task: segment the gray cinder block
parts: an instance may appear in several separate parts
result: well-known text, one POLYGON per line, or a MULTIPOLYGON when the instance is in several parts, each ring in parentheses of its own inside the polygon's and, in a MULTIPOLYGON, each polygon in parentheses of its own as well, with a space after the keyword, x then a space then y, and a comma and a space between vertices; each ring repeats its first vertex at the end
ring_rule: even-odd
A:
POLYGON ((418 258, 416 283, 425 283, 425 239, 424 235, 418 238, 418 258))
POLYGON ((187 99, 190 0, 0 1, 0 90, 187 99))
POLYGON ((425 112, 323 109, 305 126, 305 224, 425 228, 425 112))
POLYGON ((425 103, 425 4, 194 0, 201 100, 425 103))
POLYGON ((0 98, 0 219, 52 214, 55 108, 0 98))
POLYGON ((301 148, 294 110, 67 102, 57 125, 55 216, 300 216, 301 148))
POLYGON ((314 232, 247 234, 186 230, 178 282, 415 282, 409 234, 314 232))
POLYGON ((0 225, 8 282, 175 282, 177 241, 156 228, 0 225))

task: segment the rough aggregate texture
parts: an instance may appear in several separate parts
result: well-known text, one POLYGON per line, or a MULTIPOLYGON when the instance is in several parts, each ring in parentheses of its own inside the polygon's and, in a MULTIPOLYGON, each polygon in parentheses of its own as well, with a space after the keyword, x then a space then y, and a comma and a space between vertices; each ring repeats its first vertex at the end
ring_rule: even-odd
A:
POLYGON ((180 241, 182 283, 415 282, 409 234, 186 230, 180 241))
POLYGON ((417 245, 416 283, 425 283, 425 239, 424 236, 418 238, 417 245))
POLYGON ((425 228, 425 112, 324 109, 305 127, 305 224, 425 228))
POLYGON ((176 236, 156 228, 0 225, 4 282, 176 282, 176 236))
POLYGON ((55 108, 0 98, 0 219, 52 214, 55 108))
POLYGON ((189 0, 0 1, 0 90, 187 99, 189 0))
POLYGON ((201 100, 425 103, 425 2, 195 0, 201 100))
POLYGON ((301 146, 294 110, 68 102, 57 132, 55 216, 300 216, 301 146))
□ □ □
■ Задание: Извлеки все записи, приведённые выше, и воспроизведи их строка в строку без единого изменения.

■ Ожидаемый ответ:
task: segment the gray cinder block
parts: an instance may appear in several separate parts
result: well-known text, one POLYGON per line, or a MULTIPOLYGON when the instance is in several parts, each ring in parentheses of its own inside the polygon's and, in a MULTIPOLYGON, each polygon in parentheses of its own as well, with a space after the keyword, x then a space then y, and a comma and a space between vertices; each ring repeats its first vertex at the end
ring_rule: even-odd
A:
POLYGON ((418 258, 416 283, 425 283, 425 239, 424 235, 418 238, 418 258))
POLYGON ((187 99, 190 0, 0 1, 0 90, 187 99))
POLYGON ((425 112, 323 109, 305 126, 305 224, 425 228, 425 112))
POLYGON ((425 103, 425 4, 194 0, 201 100, 425 103))
POLYGON ((0 98, 0 219, 52 214, 55 108, 0 98))
POLYGON ((301 148, 294 110, 67 102, 57 125, 55 216, 300 216, 301 148))
POLYGON ((314 232, 247 234, 186 230, 178 282, 415 282, 409 234, 314 232))
POLYGON ((0 225, 8 282, 175 282, 177 241, 156 228, 0 225))

task: segment the rough aggregate texture
parts: an instance may appear in several separate parts
result: well-known text, one POLYGON per line, or a MULTIPOLYGON when the instance is in several parts, each ring in parentheses of its own inside the polygon's and, in a MULTIPOLYGON, each polygon in parentheses of its own as well, with a space after the keyword, x then a space then y, and a comma and a space between vertices; each ring repeats its first vertex at the end
ring_rule: even-odd
A:
POLYGON ((180 241, 182 283, 415 282, 409 234, 186 230, 180 241))
POLYGON ((417 245, 416 283, 425 283, 425 239, 424 236, 418 238, 417 245))
POLYGON ((425 228, 425 112, 324 109, 305 127, 305 224, 425 228))
POLYGON ((176 236, 156 228, 0 225, 4 282, 176 282, 176 236))
POLYGON ((55 108, 0 98, 0 219, 52 214, 55 108))
POLYGON ((189 0, 0 1, 0 90, 187 99, 189 0))
POLYGON ((201 100, 425 103, 425 2, 195 0, 201 100))
POLYGON ((301 146, 294 110, 68 102, 57 132, 55 216, 300 216, 301 146))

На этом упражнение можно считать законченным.